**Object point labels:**
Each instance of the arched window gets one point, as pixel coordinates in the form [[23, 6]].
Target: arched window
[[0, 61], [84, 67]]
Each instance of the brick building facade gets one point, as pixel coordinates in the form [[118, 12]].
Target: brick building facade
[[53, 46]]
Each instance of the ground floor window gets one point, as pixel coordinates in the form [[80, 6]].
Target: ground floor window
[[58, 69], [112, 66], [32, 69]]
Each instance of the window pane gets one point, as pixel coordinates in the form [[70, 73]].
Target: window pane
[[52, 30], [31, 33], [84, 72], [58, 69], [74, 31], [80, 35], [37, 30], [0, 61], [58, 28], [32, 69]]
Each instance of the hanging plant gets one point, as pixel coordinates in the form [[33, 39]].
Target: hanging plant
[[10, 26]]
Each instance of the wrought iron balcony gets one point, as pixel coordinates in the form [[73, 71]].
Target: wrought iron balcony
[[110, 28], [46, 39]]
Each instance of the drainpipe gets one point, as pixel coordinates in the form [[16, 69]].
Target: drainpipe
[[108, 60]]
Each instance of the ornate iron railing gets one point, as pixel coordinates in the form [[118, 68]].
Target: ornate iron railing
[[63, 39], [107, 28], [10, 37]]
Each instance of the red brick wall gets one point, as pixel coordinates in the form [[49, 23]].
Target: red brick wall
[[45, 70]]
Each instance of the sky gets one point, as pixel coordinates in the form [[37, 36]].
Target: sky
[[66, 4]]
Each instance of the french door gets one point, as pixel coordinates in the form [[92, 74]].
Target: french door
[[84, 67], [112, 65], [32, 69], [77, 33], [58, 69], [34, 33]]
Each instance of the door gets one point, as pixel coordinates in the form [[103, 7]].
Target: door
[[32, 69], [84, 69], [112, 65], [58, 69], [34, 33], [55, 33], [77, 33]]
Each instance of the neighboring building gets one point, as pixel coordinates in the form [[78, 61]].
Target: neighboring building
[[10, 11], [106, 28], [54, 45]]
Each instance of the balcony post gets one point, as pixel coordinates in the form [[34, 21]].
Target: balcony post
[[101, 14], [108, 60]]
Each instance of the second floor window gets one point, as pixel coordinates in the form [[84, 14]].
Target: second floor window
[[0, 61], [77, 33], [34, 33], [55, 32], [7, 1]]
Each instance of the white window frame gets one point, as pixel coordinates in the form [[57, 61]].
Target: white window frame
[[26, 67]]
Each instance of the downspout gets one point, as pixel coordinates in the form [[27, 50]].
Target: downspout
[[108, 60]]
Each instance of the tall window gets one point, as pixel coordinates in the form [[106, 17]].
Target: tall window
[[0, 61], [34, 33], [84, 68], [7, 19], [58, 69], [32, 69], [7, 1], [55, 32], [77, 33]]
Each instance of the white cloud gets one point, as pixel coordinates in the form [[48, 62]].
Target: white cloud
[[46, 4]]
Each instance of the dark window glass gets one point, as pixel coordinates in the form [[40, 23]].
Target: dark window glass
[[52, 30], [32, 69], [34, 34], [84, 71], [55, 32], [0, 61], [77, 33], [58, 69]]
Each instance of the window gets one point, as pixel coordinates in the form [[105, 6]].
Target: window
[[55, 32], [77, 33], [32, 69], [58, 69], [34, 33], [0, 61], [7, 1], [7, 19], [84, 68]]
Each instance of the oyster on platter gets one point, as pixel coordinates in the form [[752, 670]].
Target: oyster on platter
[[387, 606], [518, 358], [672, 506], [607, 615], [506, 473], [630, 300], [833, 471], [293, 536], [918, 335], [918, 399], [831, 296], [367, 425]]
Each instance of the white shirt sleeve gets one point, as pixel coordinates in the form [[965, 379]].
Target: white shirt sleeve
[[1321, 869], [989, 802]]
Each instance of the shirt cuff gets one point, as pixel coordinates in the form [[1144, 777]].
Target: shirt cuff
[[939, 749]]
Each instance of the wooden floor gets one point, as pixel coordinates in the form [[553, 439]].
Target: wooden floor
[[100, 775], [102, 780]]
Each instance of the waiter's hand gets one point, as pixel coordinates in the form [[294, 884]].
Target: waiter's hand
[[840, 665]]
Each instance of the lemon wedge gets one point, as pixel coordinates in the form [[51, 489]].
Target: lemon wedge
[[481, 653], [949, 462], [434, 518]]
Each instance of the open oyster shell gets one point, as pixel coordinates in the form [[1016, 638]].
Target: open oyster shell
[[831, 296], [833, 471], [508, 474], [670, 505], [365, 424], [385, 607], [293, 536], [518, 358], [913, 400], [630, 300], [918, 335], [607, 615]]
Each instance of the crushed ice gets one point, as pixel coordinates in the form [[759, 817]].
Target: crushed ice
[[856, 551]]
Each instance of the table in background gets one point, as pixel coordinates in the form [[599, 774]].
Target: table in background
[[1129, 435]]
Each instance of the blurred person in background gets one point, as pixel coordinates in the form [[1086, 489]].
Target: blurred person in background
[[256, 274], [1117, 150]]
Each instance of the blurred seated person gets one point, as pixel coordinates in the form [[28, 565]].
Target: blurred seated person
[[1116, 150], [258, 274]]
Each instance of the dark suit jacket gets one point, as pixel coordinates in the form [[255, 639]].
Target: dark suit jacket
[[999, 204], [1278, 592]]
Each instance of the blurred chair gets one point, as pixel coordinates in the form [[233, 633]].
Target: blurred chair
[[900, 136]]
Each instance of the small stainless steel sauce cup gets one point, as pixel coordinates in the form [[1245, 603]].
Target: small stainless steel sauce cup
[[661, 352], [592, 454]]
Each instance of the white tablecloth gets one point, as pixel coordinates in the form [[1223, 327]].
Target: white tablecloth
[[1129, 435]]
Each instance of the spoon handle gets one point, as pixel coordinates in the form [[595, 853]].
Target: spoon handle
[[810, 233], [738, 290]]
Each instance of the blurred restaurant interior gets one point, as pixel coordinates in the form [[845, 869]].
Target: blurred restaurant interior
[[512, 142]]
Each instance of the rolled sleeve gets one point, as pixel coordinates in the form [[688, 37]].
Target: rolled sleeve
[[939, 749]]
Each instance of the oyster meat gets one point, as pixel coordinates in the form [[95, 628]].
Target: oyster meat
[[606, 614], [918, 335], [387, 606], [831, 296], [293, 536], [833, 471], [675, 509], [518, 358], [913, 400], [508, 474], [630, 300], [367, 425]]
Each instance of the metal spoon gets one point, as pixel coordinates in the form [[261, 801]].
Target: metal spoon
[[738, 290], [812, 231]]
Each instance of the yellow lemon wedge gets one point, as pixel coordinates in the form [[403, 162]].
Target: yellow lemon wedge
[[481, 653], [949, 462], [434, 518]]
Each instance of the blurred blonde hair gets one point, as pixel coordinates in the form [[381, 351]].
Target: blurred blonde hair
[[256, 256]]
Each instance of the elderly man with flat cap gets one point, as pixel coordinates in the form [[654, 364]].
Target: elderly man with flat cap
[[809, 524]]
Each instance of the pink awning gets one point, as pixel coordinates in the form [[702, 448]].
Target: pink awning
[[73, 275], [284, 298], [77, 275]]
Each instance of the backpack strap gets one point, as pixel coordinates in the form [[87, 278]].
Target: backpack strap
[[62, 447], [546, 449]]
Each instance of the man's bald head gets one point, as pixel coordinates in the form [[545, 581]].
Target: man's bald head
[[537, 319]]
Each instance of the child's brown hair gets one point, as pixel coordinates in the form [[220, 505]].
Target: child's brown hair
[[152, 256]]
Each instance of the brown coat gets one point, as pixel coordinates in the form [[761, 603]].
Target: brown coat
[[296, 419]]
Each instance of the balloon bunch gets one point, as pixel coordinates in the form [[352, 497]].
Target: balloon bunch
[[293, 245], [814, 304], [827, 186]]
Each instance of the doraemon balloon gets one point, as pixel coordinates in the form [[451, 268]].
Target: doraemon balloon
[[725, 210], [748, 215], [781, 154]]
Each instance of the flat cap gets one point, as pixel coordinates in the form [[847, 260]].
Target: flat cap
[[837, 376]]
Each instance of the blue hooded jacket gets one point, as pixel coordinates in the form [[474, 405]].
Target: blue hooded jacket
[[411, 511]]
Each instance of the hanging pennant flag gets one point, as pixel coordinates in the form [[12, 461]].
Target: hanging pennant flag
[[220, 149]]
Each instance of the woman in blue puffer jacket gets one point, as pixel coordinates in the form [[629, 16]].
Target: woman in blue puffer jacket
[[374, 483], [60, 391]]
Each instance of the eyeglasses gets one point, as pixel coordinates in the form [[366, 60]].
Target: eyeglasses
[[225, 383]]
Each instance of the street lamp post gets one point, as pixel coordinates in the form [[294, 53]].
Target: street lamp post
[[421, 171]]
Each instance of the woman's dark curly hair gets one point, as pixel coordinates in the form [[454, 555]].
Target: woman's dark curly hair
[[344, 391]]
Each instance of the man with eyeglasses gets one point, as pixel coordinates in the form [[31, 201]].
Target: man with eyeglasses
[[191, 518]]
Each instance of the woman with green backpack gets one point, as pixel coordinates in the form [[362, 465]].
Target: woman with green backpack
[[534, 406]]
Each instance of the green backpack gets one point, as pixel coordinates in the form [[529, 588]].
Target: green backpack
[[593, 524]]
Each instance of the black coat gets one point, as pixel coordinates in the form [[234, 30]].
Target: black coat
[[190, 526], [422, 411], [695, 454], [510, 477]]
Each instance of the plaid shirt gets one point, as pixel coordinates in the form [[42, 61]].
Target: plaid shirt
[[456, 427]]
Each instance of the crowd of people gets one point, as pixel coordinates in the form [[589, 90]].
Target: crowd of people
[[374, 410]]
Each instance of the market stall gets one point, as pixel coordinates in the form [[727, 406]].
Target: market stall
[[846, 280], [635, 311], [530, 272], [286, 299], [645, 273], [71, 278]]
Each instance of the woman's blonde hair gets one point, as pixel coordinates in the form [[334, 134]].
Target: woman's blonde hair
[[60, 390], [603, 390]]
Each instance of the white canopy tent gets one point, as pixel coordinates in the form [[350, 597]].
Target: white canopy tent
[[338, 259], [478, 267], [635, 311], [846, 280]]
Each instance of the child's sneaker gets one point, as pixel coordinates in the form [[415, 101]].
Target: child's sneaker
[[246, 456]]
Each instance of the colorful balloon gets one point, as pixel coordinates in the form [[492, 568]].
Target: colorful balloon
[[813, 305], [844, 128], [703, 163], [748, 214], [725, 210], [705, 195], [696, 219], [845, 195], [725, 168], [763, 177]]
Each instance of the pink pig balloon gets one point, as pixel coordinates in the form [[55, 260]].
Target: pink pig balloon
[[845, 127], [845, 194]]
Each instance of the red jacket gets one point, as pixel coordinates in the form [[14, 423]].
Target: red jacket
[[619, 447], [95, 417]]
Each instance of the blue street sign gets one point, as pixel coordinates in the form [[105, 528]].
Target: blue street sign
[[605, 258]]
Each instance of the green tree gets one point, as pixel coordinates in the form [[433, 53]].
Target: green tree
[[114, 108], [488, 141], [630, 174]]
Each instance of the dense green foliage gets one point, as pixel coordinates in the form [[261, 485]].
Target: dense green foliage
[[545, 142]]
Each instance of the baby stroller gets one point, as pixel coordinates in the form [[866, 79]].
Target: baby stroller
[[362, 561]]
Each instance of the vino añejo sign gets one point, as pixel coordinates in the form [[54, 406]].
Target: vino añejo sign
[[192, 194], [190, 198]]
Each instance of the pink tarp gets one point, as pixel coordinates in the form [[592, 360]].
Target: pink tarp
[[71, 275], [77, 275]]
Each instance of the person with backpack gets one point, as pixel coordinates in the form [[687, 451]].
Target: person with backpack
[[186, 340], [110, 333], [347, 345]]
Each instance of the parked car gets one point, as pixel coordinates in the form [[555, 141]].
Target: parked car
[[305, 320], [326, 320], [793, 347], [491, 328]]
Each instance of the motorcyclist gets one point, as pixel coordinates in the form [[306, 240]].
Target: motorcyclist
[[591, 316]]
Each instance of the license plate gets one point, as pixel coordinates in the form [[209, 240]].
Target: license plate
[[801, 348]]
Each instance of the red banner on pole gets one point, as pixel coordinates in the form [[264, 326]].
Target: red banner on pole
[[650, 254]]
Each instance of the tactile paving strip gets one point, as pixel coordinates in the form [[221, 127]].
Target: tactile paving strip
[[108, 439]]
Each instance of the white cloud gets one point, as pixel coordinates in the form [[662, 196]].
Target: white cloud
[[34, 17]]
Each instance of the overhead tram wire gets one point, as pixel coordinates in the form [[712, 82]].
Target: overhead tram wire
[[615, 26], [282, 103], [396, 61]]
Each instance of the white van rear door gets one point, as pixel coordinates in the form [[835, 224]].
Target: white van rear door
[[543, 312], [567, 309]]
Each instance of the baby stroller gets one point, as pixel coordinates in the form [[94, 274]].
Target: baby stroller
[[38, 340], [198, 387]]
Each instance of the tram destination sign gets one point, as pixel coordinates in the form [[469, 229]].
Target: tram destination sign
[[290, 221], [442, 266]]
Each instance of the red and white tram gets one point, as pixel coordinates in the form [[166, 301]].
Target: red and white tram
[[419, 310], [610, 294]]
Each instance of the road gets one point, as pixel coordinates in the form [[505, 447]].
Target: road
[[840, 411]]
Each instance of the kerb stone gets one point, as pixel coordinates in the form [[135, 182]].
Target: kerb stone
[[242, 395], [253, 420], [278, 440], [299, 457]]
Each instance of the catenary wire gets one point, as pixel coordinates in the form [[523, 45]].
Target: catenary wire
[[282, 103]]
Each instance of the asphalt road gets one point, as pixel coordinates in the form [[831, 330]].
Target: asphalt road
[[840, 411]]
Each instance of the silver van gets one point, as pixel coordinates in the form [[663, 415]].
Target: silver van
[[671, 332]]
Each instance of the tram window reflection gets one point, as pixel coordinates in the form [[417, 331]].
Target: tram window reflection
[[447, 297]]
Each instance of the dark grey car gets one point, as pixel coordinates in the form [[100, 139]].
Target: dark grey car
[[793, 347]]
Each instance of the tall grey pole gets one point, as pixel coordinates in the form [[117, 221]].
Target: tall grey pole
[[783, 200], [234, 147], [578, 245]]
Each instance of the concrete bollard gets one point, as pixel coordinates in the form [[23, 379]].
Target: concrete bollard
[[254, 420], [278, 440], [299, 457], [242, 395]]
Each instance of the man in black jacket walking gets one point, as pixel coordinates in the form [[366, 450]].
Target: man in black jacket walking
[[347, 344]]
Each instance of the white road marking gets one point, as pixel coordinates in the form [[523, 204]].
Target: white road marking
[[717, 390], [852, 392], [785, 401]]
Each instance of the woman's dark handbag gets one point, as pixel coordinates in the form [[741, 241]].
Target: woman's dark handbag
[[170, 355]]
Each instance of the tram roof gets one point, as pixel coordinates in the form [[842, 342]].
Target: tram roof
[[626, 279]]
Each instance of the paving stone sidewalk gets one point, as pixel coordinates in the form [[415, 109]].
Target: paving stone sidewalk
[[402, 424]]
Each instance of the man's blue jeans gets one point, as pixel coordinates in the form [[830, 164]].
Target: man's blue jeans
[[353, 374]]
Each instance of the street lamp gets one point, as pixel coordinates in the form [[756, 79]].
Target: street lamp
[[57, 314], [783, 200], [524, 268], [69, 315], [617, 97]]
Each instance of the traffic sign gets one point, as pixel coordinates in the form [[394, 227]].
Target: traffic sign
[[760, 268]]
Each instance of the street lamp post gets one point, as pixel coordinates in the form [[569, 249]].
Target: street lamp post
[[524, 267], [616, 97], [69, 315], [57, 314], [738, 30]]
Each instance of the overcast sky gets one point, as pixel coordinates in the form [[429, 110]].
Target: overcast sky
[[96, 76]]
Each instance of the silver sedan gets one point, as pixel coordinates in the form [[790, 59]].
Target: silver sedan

**Problem statement:** Convert the lines from the one containing "Each instance of the vino" up to and including the one containing "[[591, 316]]" into a Markdown table with the columns Row and Line, numbering each line and omitting blank lines.

**The completed task:**
| Row | Line |
|---|---|
| 1 | Each instance of the vino añejo sign gets one point, as pixel coordinates in the form [[54, 406]]. |
| 2 | Target: vino añejo sign |
| 3 | [[192, 194], [190, 198]] |
| 4 | Each instance of the pink tarp gets one point, as pixel coordinates in the form [[592, 360]]. |
| 5 | Target: pink tarp |
| 6 | [[71, 275], [77, 275]] |
| 7 | Each instance of the person with backpack gets one point, as pixel coordinates in the form [[687, 451]]. |
| 8 | Target: person with backpack |
| 9 | [[186, 340], [110, 333], [347, 345]] |
| 10 | Each instance of the parked car gets one point, as pixel coordinates in the form [[555, 141]]. |
| 11 | Target: parked car |
| 12 | [[305, 320], [326, 320], [793, 347], [491, 328]] |
| 13 | Each instance of the motorcyclist gets one point, as pixel coordinates in the form [[306, 240]]. |
| 14 | Target: motorcyclist |
| 15 | [[591, 316]] |